[BEGIN EXCERPTED PASSAGE]

"Good country people" is a phrase that is echoed several times throughout this short story, and the connotation is that "country people" are honest, hardworking, and genuine souls who are in high demand and short supply. Mrs. Hopewell and Mrs. Freeman hold these "country people" in high regard, though the implication is that they also don't have much financially.
When Manley Pointer arrives, he quickly evaluates Mrs. Hopewell's character, and when she tries to send him away, he uses what he knows must be her own stereotypes against her:
"I'll tell you the truth – not many people want to buy one nowadays and besides, I know I'm real simple. I don't know how to say a thing but to say it. I'm just a country boy." He glanced up into her unfriendly face. "People like you don't like to fool with country people like me!"
This works. He both convinces Mrs. Hopewell of his "honest" character and gains entrance into her home. She replies,
"Why! ... good country people are the salt of the earth!"
Mrs. Hopewell is full of platitudes, and because this young stranger shares her same vapid sense of reasoning, she deems him harmless and in need of a good meal.

[END EXCERPTED PASSAGE]
[BEGIN MATERIAL]

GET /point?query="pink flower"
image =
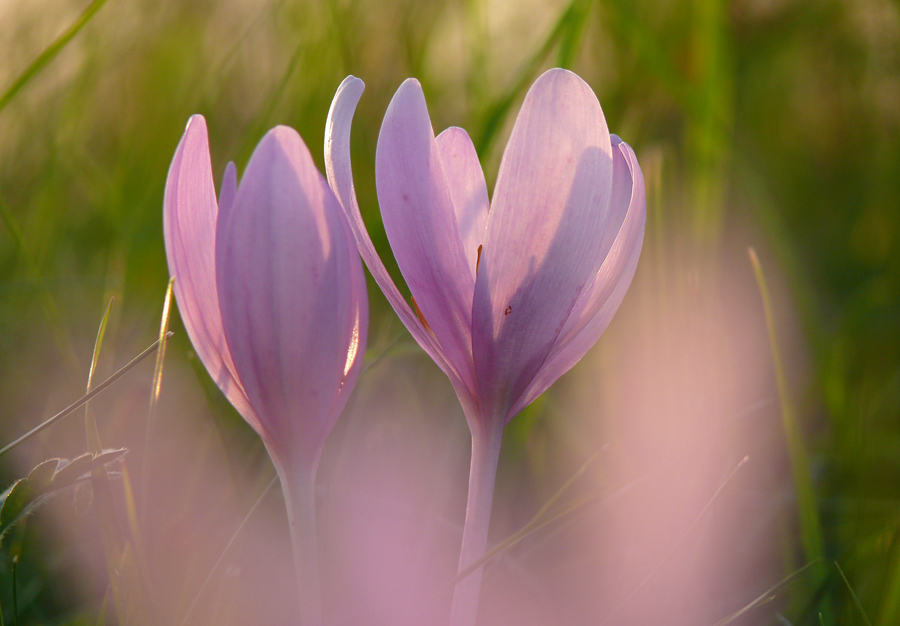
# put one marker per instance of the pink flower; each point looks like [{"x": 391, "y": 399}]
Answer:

[END MATERIAL]

(GOALS)
1. In the essay on "Good Country People," what two things does Mrs. Hopewell conclude about the young stranger?
2. Carry the essay on "Good Country People" forward from its final sentence.
The lines have no role in this work and can be set aside.

(OUTPUTS)
1. She deems him harmless and in need of a good meal.

2.
The irony is that this "good country person" she allows into her house has a bizarre collection, and he has marked Hulga's leg as a needed object that he wishes to acquire. By pretending to be a "good country person," Manley Pointer deceptively gains the trust of the women so that he can seduce Hulga for the sole intention of stealing her leg.
The irony is that there are no salt-of-the-earth, "good country people" in this story. Instead, the ironic title highlights the truth that all of characters are rather despicable and dishonest.
Mrs. Hopewell thinks she knows what good country people are. Yet, as she subsequently discovers, this patronizing term says a lot more about her than it does other people. Mrs. Hopewell uses this expression not so much to describe other people—at least not to describe them accurately—but as a way of asserting what she regards as her moral and cultural superiority. Only someone relatively high up the social ladder would even dream of using such an expression as “good country people.”
Among other things, this means that Mrs. Hopewell is a pretty rotten judge of character. She’s so blinkered by her idealized vision of what a good country person is that she applies the epithet to those who simply don’t deserve to be described in such terms.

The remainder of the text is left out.